* GOAL OF THE EXERCISE *
Working from the records below, repeat exactly the lines starting at the line that contains "In this picture, where can the white lamp" and ending at the line that contains "In this picture, where can the door", inclusive.

[Dataset items]
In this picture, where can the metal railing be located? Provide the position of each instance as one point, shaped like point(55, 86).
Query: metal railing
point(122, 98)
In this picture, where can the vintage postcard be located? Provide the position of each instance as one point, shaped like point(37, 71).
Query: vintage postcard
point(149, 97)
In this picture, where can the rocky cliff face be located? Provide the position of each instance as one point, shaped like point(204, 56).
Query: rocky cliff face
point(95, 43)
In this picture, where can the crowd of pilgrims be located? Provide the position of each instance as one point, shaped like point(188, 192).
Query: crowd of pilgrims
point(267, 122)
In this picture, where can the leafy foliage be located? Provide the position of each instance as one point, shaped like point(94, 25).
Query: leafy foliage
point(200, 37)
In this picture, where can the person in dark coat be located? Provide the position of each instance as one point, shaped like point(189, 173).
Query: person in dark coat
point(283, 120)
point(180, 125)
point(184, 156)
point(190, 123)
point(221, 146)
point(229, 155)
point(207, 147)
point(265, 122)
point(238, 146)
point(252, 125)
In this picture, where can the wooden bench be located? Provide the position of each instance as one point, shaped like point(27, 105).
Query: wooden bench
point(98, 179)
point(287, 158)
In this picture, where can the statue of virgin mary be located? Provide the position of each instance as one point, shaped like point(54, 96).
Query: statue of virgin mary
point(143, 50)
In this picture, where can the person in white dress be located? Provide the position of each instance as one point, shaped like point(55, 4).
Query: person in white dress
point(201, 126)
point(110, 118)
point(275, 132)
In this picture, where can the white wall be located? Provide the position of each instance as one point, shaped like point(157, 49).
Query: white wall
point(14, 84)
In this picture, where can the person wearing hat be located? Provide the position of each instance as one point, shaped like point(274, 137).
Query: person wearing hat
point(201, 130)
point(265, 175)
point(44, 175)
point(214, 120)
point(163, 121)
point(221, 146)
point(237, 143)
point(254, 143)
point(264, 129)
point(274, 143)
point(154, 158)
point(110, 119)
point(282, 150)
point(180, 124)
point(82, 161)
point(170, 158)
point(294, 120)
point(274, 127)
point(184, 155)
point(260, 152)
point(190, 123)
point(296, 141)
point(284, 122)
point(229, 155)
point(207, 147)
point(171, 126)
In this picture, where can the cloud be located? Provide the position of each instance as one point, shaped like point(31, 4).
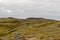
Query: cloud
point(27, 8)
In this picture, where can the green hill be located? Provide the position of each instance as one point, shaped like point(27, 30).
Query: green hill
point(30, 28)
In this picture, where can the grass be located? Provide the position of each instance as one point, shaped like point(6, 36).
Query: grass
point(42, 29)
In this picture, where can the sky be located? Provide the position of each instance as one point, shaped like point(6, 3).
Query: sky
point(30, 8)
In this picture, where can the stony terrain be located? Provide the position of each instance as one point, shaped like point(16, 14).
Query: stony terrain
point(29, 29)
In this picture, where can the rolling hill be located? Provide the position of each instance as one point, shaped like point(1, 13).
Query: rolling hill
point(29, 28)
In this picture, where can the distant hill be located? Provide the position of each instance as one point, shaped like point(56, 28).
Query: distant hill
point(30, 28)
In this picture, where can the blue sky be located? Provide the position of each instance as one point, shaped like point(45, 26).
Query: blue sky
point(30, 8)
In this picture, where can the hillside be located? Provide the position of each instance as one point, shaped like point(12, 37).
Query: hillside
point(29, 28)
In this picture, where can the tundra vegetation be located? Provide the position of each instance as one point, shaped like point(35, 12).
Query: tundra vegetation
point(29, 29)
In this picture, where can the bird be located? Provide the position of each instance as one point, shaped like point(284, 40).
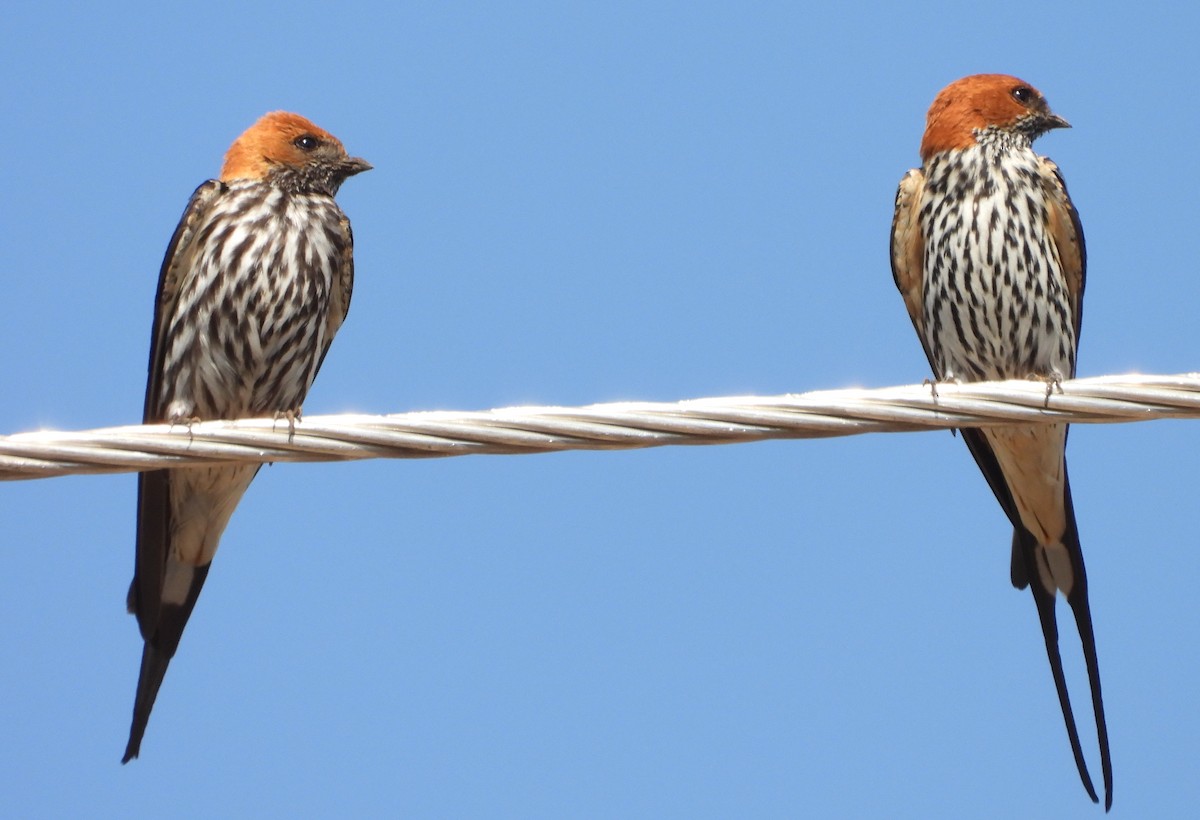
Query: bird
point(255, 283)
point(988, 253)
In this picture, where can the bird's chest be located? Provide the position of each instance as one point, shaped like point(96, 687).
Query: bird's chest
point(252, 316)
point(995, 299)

--

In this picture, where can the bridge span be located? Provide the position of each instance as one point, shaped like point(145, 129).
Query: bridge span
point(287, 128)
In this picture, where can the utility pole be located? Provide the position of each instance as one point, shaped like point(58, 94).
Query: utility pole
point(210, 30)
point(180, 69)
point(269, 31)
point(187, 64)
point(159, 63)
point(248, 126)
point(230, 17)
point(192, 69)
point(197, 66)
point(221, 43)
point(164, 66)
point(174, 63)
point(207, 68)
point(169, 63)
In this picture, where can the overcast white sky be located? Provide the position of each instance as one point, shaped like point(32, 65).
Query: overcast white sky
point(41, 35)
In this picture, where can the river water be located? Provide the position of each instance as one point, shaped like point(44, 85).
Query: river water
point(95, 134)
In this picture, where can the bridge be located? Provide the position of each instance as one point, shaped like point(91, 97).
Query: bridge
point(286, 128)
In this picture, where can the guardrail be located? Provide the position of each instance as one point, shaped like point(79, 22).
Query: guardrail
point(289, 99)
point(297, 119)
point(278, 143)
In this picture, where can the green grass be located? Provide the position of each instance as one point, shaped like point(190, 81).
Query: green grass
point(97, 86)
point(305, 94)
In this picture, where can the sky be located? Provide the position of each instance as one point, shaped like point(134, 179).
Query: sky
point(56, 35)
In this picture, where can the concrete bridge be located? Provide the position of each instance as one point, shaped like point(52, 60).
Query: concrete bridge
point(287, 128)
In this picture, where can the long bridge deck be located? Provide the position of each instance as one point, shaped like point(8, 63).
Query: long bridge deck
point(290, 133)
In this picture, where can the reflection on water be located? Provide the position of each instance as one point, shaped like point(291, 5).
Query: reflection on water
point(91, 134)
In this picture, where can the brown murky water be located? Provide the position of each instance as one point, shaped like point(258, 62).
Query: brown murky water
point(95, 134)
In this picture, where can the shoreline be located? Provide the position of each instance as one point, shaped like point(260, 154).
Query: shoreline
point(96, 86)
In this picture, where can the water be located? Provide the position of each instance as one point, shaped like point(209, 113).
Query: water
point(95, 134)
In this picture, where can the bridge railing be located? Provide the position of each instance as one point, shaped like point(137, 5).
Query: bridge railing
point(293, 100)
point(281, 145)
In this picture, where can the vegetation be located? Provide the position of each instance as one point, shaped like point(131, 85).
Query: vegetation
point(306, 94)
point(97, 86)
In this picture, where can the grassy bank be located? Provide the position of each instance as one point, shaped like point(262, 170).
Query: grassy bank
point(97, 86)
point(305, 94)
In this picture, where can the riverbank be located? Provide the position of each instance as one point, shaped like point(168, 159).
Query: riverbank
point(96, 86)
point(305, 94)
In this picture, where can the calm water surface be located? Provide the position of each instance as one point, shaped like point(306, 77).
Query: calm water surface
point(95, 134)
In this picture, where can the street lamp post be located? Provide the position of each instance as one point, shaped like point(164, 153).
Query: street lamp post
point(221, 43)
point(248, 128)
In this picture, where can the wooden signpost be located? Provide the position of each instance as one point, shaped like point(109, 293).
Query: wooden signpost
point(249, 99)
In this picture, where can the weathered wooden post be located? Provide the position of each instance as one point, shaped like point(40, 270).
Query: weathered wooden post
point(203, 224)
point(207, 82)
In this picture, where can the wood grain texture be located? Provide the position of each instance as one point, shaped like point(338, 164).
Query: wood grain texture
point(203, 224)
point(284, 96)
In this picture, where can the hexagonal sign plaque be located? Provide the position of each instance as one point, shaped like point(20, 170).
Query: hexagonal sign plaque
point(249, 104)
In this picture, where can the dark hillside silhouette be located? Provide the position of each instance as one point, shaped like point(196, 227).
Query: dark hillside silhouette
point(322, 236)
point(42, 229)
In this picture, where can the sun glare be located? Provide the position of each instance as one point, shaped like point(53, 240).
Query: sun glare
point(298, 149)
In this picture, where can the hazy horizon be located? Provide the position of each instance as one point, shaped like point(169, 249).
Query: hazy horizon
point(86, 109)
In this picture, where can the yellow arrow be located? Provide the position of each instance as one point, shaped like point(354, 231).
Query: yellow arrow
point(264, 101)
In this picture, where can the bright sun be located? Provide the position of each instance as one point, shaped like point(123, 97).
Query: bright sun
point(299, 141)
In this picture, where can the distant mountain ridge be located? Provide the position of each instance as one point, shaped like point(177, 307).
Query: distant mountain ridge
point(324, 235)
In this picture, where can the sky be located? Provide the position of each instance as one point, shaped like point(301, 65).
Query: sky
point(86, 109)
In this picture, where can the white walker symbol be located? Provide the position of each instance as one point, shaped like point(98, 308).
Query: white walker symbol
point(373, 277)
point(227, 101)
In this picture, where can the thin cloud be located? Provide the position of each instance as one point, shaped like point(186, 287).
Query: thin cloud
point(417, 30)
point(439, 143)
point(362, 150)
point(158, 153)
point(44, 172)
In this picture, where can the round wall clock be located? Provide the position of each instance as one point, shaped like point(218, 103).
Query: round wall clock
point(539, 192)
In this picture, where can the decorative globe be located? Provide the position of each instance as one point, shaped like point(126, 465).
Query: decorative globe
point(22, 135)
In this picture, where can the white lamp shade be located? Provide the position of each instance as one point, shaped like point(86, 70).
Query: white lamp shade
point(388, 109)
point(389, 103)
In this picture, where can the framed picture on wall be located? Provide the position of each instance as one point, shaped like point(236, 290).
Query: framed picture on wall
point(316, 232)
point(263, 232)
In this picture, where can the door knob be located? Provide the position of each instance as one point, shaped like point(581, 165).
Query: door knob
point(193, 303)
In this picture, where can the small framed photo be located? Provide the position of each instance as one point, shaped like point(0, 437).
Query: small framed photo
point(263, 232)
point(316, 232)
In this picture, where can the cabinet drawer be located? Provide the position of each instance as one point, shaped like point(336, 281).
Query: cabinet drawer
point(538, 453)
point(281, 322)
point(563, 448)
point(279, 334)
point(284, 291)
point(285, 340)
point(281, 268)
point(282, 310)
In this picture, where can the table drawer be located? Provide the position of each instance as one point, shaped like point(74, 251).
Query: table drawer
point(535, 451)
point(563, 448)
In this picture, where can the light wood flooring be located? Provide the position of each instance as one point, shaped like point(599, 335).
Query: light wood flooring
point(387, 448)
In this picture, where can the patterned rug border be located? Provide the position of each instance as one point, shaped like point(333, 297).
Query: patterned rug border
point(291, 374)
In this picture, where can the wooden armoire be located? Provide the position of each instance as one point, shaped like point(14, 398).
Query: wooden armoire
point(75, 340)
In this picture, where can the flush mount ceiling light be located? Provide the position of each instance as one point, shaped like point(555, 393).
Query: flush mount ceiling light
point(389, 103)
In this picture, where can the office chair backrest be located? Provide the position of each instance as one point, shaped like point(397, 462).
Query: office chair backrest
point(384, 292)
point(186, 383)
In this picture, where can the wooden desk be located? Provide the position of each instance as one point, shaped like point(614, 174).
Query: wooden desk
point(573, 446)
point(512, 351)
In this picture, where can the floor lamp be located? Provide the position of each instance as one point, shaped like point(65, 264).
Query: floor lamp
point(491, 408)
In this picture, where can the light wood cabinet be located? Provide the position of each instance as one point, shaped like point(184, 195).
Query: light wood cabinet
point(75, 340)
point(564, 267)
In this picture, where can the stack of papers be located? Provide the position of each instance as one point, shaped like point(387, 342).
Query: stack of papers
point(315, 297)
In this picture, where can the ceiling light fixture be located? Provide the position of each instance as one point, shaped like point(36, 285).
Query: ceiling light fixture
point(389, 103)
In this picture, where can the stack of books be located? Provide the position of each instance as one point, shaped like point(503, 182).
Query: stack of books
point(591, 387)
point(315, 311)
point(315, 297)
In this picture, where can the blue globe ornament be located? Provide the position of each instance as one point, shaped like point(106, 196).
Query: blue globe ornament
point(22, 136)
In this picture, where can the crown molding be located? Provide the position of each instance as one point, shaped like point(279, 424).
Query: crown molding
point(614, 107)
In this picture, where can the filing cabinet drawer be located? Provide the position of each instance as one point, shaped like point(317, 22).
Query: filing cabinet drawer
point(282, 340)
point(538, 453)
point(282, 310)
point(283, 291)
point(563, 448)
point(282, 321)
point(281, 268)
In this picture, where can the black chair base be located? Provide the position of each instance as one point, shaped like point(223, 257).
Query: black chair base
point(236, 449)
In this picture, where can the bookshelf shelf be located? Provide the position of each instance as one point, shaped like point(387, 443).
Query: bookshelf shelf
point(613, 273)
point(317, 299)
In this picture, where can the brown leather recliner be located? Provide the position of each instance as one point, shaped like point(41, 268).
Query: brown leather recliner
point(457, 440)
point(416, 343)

* REPLY TO THE EXERCISE *
In this picture, where can the white lamp shade be located? Provide the position of each instance as one point, shaped like point(86, 70).
Query: white lamp shade
point(388, 109)
point(389, 103)
In this picture, where can the framed picture on wall be located? Provide the position of each instance as one point, shaped like point(236, 290).
Query: framed picture on wall
point(316, 232)
point(263, 232)
In this picture, where can the door knob be located? Provide the position of each instance as one point, shaped like point(581, 165).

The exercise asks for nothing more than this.